**Document**.
The proxy idea is to review what investors in pipeline stocks
expect to earn. The FERC has gone to a method that is sort of
front-weighted, which places more weight on recent earnings than
long-term earnings because everyone's more anxious to earn money
these days.
Number 0181
MR. LOEFFLER maintained that selection of the proxy group is not
a science: there's a lot of argument that goes into how you do
it. Appendix [C] is a list of about 60 cases, which highlights
that the rate of return on equity has ranged from 12.38 percent
to 14 percent. Mr. Loeffler said he expected there could be
some point of contention between the state and any pipeline
project regarding what is considered the appropriate rate of
return on equity. He pointed out that in the early 1980s, when
the Alaska gas pipeline last made its way through the FERC, it
created an incentive rate of return mechanism to try [to]
control costs. The center point of that was a 17.5 percent rate
of return on equity. However, that was during a time when all
returns were at [a] historic high; long-term U.S. government
bonds were at 15 or 16.25 percent. Although that's not today's
environment, it's one reference point that he was sure someone
will mention. He recalled that in the TAPS rate case, there
were many arguments that it was the "first of it's kind, cold
and dark, it deserved a particular sort of return." Mr.
Loeffler said that when FERC analyzes the risk, it looks at
various types of risk such as the risk during the construction
period, the operating period, and the financial risk relating to
capital structure. The aforementioned is reviewed in order to
determine the right number for the risk. Whether the project is
[project] financed or financed off the balance sheet is
important when determining the correct rate of return or the
overall return on capital for a pipeline. Mr. Loeffler
explained that project finance means that it's essentially the
earnings from the pipeline that will support the debt. Project
financing is very common in real estate as well as in pipeline
projects.
Number 0216
MR. LOEFFLER explained that typically a project-financed
pipeline will borrow 70-80 percent of the cost of a project.
The last time the gas pipeline went through, it was a "75
percent debt:25 percent equity" structure, he noted. He related
that debt almost always costs less than equity. Therefore, if
one has a lot of debt in the capital structure, the amount of
the return that is assigned to debt is large and the overall
amount of the return is less. On the other hand, if one has a
huge amount of equity, it receives a higher rate of return,
which "tends to drive up a pipeline." In reviewing pipelines
that weren't project financed recently, one finds capital
structures in the industry of 50 or 60 percent equity, which
isn't atypically. However, in reviewing project finance, one
finds much less. Although there's no universal rule as to
what's acceptable, it makes a big difference in the return
element. Therefore, a critical decision to ask is, how will
these projects be financed: project financed with a lot debt;
or financed on a recourse basis with a lot of equity?
Number 0243
MR. LOEFFLER addressed the question regarding how FERC decides
whether a capital structure is appropriate, that is whether it
has too much debt or too much equity. Basically, FERC reviews
how the project was actually financed. [If the project was]
financed, hypothetically, at the parent company level, as
opposed to the pipeline company level, then FERC will say maybe
it's the parent company's capital structure that should be used.

**Stated task 1**. In the pipeline excerpt, what rate of return on equity was the center point of the incentive mechanism created in the early 1980s?
**Stated task 2**. List the types of risk that the pipeline excerpt says FERC looks at when it analyzes risk.
**Stated task 3**.
Do these statements agree with the pipeline excerpt? Answer yes or no for each, and quote the deciding words.
(a) Appendix C lists about 60 cases.
(b) Debt usually costs more than equity.
(c) The last time the gas pipeline went through, its structure was 75 percent debt and 25 percent equity.
Use only the pipeline excerpt to answer.

**Record list**.
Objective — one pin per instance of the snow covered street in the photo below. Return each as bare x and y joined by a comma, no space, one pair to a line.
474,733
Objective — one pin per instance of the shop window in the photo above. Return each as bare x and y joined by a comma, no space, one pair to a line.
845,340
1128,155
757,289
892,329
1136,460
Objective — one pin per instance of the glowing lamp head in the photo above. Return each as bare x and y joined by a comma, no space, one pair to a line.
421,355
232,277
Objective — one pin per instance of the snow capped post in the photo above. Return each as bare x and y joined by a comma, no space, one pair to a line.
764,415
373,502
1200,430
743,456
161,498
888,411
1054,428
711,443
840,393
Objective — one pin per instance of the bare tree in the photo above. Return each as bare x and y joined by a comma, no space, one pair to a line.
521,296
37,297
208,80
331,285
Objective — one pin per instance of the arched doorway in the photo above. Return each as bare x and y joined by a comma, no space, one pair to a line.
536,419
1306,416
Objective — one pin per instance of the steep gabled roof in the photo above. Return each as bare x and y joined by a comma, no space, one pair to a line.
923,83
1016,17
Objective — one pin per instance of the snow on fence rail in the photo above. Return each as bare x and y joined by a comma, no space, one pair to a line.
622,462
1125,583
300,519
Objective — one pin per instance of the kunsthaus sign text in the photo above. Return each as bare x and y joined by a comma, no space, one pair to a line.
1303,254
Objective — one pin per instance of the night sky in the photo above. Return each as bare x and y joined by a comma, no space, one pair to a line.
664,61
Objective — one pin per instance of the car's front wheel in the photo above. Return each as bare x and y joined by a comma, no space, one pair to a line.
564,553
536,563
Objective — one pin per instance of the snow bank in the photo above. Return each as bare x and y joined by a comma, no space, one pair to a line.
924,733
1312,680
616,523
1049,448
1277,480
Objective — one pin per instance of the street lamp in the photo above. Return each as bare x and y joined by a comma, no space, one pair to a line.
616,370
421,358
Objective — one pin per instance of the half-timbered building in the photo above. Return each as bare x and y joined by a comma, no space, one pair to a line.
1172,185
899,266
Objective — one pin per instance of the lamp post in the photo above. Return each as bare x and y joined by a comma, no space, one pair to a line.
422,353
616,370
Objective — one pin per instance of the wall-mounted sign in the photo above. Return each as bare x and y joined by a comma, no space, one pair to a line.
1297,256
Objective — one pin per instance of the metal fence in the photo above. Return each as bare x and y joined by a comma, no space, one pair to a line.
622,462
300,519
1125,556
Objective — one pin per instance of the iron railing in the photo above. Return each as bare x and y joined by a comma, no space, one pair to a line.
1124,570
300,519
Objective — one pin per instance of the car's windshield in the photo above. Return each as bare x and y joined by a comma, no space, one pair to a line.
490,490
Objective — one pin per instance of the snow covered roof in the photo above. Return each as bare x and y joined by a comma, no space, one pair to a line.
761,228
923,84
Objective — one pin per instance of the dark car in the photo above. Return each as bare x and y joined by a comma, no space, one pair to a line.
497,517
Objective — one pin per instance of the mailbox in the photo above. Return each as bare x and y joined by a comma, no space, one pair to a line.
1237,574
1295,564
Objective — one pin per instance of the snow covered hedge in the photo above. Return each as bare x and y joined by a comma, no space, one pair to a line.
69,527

**Full solution 1**. 17.5 percent

**Full solution 2**.
- Risk during the construction period
- Risk during the operating period
- Financial risk relating to capital structure

**Full solution 3**.
(a) Yes: "Appendix [C] is a list of about 60 cases"
(b) No: "debt almost always costs less than equity"
(c) Yes: "it was a "75 percent debt:25 percent equity" structure"